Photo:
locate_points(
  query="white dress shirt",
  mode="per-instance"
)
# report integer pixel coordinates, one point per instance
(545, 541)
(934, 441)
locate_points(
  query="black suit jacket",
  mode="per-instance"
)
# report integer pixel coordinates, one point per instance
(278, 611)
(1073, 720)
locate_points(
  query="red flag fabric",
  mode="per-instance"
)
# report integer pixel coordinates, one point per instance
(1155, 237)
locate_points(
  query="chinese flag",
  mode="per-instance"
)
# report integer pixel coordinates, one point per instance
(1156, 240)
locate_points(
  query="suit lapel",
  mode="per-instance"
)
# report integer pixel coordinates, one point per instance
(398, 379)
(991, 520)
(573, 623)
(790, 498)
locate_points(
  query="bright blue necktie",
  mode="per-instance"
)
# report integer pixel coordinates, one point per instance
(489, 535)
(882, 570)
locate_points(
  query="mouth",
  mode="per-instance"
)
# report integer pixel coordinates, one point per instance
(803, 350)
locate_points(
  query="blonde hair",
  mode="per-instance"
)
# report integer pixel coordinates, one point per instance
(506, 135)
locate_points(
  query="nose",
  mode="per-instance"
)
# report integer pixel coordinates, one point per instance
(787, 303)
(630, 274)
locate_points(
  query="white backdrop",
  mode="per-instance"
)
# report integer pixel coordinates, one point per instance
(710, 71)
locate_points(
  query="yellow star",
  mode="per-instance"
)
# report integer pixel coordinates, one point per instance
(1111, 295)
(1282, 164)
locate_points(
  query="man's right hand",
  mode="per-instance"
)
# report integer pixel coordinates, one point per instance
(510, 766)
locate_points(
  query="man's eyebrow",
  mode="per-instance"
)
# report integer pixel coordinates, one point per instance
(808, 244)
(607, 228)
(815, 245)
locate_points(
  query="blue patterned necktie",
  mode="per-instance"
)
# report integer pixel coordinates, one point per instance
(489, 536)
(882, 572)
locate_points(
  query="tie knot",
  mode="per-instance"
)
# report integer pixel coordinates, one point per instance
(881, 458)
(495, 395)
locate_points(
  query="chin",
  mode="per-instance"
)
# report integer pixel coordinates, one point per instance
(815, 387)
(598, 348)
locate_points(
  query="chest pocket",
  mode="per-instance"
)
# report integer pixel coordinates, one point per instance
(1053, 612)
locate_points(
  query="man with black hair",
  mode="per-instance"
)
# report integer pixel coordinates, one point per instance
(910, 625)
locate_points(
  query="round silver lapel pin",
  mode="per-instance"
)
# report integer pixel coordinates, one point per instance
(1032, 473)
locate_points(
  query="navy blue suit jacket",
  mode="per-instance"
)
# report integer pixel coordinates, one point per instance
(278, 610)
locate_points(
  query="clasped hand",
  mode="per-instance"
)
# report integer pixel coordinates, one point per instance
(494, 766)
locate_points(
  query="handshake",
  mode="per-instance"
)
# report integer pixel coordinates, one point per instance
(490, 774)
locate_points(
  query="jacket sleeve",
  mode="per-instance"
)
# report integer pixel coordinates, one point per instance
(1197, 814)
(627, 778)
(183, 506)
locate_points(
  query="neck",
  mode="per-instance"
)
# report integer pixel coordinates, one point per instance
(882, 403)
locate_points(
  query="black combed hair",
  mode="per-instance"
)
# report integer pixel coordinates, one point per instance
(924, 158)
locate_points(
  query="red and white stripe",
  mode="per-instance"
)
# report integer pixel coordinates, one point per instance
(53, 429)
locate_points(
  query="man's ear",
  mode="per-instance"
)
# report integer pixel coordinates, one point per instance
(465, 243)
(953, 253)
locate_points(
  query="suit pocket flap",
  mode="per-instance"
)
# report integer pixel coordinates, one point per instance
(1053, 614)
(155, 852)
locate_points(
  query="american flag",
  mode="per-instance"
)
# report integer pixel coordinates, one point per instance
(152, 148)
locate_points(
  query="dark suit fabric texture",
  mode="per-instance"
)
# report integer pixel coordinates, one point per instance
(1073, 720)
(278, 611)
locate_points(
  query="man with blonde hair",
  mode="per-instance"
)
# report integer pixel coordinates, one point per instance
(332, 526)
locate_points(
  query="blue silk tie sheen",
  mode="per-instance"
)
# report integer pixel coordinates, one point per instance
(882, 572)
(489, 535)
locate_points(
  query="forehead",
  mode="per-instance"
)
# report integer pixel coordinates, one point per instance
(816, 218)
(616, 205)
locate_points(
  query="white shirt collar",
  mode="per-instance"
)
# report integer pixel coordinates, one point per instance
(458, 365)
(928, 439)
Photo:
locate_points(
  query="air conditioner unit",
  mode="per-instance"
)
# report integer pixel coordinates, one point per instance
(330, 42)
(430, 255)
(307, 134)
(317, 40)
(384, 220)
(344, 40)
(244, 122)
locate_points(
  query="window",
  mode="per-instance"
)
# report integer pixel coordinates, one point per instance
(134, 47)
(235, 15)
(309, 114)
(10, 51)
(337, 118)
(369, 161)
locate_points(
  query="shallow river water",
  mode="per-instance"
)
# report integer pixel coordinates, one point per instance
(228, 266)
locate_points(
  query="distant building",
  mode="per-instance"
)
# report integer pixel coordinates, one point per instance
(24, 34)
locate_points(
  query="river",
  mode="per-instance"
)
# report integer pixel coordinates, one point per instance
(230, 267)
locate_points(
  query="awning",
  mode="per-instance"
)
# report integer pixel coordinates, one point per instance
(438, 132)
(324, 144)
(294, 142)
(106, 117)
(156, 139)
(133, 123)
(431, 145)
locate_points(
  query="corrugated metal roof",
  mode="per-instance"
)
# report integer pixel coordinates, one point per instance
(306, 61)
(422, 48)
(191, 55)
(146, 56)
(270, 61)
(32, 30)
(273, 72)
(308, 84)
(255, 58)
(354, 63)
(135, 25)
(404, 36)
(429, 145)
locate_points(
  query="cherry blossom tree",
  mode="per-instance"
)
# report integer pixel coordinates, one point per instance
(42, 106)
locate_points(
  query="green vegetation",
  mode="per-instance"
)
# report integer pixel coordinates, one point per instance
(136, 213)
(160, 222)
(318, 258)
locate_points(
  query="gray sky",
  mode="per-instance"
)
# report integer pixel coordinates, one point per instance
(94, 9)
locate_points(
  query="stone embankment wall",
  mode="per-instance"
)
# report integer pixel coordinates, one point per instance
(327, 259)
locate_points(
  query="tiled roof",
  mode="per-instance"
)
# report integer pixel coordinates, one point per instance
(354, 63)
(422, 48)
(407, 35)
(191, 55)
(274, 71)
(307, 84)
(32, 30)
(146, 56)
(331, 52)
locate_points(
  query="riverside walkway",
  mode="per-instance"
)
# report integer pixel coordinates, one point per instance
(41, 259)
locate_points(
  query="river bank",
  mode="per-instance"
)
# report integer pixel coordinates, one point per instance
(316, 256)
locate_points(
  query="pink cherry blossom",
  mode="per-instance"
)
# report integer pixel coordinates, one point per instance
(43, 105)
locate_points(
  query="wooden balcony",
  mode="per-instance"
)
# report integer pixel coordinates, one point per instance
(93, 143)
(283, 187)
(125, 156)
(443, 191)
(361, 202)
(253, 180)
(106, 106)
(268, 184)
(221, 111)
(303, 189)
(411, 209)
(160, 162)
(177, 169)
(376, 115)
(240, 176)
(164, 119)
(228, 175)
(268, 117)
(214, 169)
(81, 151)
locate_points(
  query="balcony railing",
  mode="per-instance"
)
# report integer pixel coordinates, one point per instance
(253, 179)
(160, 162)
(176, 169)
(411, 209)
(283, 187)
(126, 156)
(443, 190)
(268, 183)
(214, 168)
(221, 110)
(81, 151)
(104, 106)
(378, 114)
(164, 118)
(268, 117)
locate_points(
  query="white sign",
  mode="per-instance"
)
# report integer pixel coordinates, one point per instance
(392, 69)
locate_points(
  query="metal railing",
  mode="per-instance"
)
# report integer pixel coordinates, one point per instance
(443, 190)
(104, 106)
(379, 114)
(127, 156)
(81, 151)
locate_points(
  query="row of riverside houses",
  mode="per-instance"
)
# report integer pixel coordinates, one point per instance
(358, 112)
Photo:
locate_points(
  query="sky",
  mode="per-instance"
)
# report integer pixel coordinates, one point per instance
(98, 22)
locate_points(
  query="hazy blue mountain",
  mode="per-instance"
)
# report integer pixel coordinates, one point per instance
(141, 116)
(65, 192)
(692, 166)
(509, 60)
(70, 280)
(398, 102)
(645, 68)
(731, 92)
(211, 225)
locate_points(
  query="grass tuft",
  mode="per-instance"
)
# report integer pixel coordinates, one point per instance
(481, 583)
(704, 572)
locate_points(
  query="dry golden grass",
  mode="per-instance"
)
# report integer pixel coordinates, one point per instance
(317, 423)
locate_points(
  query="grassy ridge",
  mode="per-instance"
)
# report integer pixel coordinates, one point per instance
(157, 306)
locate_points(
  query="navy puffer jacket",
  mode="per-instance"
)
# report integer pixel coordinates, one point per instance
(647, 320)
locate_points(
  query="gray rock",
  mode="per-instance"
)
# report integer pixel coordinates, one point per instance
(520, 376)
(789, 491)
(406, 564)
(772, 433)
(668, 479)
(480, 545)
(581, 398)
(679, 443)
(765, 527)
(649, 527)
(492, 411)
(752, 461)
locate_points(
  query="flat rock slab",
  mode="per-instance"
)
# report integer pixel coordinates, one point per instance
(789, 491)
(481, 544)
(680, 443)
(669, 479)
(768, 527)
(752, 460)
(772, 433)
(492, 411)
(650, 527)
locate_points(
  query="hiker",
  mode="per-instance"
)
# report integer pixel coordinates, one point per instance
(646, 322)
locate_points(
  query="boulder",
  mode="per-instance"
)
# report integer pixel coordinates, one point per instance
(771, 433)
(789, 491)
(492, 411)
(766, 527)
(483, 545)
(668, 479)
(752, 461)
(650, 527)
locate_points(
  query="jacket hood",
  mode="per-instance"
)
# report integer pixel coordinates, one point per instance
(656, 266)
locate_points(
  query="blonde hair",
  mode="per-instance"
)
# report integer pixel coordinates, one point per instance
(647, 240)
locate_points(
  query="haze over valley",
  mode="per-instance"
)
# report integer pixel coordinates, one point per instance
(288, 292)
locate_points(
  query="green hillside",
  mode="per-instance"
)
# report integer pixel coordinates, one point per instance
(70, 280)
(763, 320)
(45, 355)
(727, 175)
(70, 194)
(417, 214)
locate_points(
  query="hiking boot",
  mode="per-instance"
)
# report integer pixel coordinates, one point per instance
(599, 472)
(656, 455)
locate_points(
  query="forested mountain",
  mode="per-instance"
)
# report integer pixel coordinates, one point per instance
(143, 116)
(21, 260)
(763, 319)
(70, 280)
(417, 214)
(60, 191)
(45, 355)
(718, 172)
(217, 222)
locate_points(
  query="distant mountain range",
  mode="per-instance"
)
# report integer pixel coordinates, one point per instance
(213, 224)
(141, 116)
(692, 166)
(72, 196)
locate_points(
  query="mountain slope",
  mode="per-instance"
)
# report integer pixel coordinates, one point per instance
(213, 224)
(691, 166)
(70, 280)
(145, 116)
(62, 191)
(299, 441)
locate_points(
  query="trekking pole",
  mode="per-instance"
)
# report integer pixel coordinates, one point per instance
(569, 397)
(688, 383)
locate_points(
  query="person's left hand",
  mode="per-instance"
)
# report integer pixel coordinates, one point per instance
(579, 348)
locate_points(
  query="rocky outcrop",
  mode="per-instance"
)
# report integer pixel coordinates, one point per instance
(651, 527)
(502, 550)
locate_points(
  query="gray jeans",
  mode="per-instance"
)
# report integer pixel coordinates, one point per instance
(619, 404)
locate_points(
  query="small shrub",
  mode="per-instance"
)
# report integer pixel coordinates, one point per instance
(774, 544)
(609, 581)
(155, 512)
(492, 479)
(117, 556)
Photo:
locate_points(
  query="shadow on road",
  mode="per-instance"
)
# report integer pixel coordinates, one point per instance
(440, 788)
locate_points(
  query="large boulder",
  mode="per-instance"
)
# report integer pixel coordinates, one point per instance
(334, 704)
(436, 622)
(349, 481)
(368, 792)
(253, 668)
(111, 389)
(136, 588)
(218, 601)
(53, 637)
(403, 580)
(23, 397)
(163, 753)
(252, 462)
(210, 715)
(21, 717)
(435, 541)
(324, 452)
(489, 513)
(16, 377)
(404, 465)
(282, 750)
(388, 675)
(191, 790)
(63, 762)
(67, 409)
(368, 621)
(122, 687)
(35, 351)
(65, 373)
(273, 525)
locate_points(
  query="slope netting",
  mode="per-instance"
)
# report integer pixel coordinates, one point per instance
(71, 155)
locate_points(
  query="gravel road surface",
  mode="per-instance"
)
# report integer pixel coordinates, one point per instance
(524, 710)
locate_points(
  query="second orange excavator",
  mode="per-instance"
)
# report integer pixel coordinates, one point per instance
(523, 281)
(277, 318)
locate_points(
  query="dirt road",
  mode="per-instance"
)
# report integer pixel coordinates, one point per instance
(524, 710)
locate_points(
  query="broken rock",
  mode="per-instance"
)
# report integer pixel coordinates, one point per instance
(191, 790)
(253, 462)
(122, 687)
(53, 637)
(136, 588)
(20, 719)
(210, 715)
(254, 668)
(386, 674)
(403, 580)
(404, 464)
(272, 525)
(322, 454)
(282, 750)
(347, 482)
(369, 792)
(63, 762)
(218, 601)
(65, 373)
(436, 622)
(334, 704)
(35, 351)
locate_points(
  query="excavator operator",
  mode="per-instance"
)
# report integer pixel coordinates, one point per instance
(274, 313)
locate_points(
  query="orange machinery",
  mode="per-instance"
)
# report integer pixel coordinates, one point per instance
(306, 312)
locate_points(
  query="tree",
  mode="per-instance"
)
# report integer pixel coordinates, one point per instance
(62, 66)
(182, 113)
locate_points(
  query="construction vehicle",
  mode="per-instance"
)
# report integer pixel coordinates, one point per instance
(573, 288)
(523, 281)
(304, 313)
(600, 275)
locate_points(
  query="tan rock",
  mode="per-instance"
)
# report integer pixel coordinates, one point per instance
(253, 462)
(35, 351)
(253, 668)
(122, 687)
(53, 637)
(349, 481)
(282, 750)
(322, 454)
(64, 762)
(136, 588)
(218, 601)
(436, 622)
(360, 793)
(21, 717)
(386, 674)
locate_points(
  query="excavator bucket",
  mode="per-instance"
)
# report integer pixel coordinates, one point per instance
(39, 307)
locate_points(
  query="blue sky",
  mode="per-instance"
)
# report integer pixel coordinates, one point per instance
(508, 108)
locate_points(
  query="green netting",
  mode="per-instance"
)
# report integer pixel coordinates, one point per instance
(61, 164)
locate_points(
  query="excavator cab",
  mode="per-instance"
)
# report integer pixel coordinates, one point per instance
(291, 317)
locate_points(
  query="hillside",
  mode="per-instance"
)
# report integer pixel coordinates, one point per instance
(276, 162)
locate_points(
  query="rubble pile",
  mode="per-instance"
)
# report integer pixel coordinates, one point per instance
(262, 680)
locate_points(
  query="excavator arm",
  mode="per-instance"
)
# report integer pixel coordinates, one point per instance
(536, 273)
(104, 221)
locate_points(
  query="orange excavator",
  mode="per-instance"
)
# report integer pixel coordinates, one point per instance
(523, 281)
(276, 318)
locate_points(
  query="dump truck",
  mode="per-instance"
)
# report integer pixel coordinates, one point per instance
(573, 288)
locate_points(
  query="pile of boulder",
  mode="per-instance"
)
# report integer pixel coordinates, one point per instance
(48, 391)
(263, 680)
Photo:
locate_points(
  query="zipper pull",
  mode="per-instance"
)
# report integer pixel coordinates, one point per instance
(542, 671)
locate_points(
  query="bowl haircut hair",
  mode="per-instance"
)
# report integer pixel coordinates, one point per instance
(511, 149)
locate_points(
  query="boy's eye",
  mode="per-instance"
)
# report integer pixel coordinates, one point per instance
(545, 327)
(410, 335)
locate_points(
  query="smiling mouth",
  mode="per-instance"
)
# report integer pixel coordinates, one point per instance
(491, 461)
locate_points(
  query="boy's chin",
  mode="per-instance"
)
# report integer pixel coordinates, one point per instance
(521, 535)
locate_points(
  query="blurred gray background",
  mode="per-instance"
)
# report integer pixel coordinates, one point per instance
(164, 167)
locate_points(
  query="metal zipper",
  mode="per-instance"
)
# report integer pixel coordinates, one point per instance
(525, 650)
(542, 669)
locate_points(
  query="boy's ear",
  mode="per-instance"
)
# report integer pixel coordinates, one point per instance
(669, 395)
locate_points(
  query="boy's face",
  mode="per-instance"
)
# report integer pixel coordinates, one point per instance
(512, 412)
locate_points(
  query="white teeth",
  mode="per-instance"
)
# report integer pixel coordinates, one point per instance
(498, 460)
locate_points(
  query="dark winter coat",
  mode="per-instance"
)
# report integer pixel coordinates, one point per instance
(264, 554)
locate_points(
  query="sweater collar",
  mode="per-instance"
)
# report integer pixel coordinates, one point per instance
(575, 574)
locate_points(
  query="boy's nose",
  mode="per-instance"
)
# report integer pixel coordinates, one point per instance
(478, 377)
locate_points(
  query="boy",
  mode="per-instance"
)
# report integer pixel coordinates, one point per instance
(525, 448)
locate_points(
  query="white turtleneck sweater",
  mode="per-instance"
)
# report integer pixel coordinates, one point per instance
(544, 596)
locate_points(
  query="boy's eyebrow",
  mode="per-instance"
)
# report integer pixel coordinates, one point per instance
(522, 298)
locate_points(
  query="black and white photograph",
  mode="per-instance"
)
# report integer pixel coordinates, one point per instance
..............................
- [Task requirements] Copy each line of the entries that includes the word "blossom".

- [Solution to the problem]
  query="cherry blossom tree",
  query="pink cherry blossom",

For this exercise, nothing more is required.